Work to complete: Each entry must appear again exactly as it does in the source.

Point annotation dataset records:
+ + + + +
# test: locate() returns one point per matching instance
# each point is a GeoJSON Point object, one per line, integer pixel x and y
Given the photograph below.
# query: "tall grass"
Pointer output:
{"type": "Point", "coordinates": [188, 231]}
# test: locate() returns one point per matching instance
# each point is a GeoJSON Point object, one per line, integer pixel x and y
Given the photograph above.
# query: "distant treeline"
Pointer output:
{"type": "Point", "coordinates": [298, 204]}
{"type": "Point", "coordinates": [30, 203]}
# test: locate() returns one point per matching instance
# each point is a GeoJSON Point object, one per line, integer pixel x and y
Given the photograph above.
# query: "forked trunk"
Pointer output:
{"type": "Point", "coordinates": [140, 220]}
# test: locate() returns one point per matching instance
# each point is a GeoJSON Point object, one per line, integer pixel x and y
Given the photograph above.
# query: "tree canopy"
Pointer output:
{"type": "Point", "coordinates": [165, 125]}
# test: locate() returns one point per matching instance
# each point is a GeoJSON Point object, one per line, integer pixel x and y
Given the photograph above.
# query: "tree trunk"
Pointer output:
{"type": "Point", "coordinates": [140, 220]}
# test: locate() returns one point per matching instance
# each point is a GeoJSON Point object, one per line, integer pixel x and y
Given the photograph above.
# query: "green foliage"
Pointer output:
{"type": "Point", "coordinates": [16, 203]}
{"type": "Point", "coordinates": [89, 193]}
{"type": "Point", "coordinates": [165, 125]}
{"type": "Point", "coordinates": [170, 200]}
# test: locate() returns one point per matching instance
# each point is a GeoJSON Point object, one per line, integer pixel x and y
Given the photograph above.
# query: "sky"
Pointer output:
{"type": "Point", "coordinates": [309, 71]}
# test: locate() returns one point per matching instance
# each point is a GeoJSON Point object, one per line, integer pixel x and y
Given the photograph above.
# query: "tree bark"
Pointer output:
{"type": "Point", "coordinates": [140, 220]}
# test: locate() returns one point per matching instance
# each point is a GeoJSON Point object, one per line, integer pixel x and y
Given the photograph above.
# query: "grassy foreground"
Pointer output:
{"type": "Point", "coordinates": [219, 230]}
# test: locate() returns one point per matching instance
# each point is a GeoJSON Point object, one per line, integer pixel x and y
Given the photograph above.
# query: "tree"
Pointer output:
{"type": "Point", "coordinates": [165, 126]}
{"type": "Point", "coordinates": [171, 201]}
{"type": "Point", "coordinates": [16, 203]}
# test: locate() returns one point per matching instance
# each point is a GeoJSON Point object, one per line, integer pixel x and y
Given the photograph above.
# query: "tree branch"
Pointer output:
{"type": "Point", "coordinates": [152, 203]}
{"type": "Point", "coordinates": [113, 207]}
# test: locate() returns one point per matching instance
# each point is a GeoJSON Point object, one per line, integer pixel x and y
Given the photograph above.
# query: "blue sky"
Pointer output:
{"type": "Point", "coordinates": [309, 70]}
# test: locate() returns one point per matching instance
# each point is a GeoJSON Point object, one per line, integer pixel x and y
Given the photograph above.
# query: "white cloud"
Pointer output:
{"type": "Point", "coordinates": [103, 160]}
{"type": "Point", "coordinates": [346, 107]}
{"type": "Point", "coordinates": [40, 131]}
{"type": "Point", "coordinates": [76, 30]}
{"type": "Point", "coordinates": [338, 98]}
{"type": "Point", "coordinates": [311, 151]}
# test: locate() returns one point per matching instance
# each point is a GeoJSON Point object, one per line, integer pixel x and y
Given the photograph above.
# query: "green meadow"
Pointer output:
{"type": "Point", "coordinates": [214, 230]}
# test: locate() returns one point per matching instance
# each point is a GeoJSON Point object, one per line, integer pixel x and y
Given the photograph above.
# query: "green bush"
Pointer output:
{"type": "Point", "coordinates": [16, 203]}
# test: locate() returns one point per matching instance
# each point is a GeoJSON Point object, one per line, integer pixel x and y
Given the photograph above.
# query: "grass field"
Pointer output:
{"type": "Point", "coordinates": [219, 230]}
+ + + + +
Answer in full:
# test: locate() returns one point per matching instance
# each point is a GeoJSON Point object, one per line, integer pixel x and y
Given the photograph below.
# query: "tall grass"
Pointer output:
{"type": "Point", "coordinates": [188, 231]}
# test: locate() returns one point per matching instance
# each point is a GeoJSON Point object, one per line, integer pixel x and y
Given the photograph above.
# query: "distant treeline"
Pointer output:
{"type": "Point", "coordinates": [298, 204]}
{"type": "Point", "coordinates": [30, 203]}
# test: locate() returns one point per matching instance
# each point is a GeoJSON Point object, one per line, integer pixel x and y
Given the photograph above.
# query: "forked trunk"
Pointer output:
{"type": "Point", "coordinates": [140, 220]}
# test: locate() returns one point per matching instance
# each point is a GeoJSON Point object, one per line, integer pixel x and y
Given the photograph above.
# query: "tree canopy"
Pointer output:
{"type": "Point", "coordinates": [165, 125]}
# test: locate() returns one point per matching instance
# each point is a GeoJSON Point object, one per line, integer pixel x and y
Given the photograph above.
# query: "tree trunk"
Pointer output:
{"type": "Point", "coordinates": [140, 220]}
# test: locate() returns one point per matching instance
# each point is a GeoJSON Point object, one per line, integer pixel x and y
Given the photograph above.
# query: "green foliage"
Pointer output:
{"type": "Point", "coordinates": [16, 203]}
{"type": "Point", "coordinates": [89, 193]}
{"type": "Point", "coordinates": [165, 125]}
{"type": "Point", "coordinates": [170, 200]}
# test: locate() returns one point per matching instance
# each point is a GeoJSON Point object, one per line, integer pixel x and y
Given the photograph above.
# query: "sky"
Pointer output:
{"type": "Point", "coordinates": [309, 71]}
# test: locate() returns one point per matching instance
# each point is a GeoJSON Point object, one per line, integer pixel x and y
Given the photograph above.
# query: "tree bark"
Pointer output:
{"type": "Point", "coordinates": [140, 220]}
# test: locate() returns one point per matching instance
# each point is a GeoJSON Point object, one per line, integer pixel x and y
Given the photograph above.
# query: "grassy foreground"
Pointer output:
{"type": "Point", "coordinates": [219, 230]}
# test: locate() returns one point per matching instance
# each point is a GeoJSON Point object, one per line, integer pixel x and y
Given the photograph above.
# query: "tree"
Pointer output:
{"type": "Point", "coordinates": [165, 126]}
{"type": "Point", "coordinates": [171, 201]}
{"type": "Point", "coordinates": [16, 203]}
# test: locate() returns one point per matching instance
# each point is a GeoJSON Point object, one per line, integer pixel x and y
Given the photograph above.
# query: "tree branch"
Pointer output:
{"type": "Point", "coordinates": [152, 203]}
{"type": "Point", "coordinates": [113, 207]}
# test: locate() returns one point per matching instance
# each point is a GeoJSON Point object, one per line, integer pixel x and y
Given the photograph above.
# query: "blue sky"
Pointer output:
{"type": "Point", "coordinates": [309, 70]}
# test: locate() returns one point per matching instance
# each point is a GeoJSON Point object, one per line, integer pixel x and y
Given the photograph above.
# query: "white cloud"
Pointer output:
{"type": "Point", "coordinates": [103, 160]}
{"type": "Point", "coordinates": [346, 107]}
{"type": "Point", "coordinates": [40, 131]}
{"type": "Point", "coordinates": [76, 30]}
{"type": "Point", "coordinates": [338, 98]}
{"type": "Point", "coordinates": [311, 151]}
# test: locate() returns one point per matching instance
# each point is a GeoJSON Point object, one per line, integer pixel x and y
Given the photograph above.
# query: "green meadow"
Pointer output:
{"type": "Point", "coordinates": [214, 230]}
# test: locate() returns one point per matching instance
# each point is a GeoJSON Point object, one per line, integer pixel x and y
Given the photograph above.
# query: "green bush"
Pointer output:
{"type": "Point", "coordinates": [16, 203]}
# test: locate() returns one point per matching instance
# each point is a GeoJSON Point object, one per line, integer pixel x and y
Given the photograph above.
# query: "grass field"
Pointer output:
{"type": "Point", "coordinates": [219, 230]}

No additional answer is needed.